_WORK TO COMPLETE:_ Can you retype only the lines from the one with "Check that every instance of the twisted" through the final line of the material, exactly as given?

_ENTRIES PROVIDED:_
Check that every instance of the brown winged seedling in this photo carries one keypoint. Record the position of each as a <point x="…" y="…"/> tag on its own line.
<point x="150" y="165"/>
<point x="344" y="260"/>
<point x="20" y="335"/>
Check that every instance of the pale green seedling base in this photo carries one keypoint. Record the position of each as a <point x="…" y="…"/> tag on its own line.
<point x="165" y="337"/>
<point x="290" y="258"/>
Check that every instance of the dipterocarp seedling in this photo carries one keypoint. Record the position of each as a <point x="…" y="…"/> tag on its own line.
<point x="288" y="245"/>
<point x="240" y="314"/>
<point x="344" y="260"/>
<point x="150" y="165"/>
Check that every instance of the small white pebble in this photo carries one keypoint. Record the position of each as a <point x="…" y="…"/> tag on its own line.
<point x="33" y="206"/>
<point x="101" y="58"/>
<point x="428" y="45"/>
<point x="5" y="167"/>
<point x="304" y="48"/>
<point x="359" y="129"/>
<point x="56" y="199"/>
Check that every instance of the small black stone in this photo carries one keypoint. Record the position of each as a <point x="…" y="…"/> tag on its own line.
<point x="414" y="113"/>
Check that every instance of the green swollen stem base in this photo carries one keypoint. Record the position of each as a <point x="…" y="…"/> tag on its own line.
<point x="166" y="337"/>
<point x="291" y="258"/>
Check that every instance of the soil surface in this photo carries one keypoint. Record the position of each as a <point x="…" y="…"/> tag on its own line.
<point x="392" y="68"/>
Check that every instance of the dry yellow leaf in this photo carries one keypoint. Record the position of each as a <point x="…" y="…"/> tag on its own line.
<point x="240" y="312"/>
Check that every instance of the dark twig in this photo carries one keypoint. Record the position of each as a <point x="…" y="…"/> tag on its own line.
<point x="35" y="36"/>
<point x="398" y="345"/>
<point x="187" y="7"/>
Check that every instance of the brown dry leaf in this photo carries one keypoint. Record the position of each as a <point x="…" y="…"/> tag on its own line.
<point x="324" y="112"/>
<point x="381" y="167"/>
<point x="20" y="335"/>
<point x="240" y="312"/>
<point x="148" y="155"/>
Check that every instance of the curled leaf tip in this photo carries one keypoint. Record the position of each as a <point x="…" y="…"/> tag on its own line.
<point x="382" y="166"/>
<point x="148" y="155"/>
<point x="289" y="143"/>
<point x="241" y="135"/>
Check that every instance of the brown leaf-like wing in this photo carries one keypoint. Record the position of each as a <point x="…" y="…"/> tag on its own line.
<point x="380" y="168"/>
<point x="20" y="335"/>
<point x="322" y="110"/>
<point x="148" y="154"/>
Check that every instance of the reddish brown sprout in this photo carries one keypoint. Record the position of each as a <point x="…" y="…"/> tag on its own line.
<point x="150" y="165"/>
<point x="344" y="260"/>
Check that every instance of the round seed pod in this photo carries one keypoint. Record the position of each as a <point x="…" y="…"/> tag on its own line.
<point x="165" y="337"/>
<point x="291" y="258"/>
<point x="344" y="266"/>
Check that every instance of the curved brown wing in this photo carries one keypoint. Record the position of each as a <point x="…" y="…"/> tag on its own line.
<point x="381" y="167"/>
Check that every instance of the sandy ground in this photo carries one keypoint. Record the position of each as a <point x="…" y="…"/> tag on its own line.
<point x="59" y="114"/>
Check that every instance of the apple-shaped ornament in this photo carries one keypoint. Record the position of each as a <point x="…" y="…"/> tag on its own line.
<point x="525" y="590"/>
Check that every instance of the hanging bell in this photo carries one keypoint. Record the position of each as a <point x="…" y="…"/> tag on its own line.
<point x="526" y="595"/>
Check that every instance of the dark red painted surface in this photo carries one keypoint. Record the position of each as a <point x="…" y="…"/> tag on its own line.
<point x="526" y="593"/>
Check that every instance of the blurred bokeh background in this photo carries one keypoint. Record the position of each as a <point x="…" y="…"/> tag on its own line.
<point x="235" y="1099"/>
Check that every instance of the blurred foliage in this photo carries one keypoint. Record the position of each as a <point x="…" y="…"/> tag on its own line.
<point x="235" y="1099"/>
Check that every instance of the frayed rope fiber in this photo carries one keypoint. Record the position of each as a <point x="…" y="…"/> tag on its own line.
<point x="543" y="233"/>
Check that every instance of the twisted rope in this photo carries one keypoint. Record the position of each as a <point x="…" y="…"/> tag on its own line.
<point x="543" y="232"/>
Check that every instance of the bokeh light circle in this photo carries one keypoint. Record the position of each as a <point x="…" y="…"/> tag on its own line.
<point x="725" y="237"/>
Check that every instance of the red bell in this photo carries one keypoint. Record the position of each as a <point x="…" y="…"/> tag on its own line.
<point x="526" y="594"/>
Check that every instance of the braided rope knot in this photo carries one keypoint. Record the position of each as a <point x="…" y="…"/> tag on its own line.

_FINAL RESULT:_
Check that every instance of the twisted rope in this photo carries one keypoint. Record the position of each as a <point x="…" y="…"/> tag on its own line.
<point x="543" y="232"/>
Check that every instance of the bokeh light circle in this photo carries one keypoint. Record the position of each as a <point x="…" y="…"/> tag on its own line.
<point x="725" y="237"/>
Check that every instance of the red bell in this photo carries one keypoint. Record the position of each as a <point x="…" y="…"/> tag on its own line.
<point x="526" y="594"/>
Check that every instance of the braided rope knot in this photo carries one keypoint. Record the position of each as a <point x="…" y="…"/> tag on its own line.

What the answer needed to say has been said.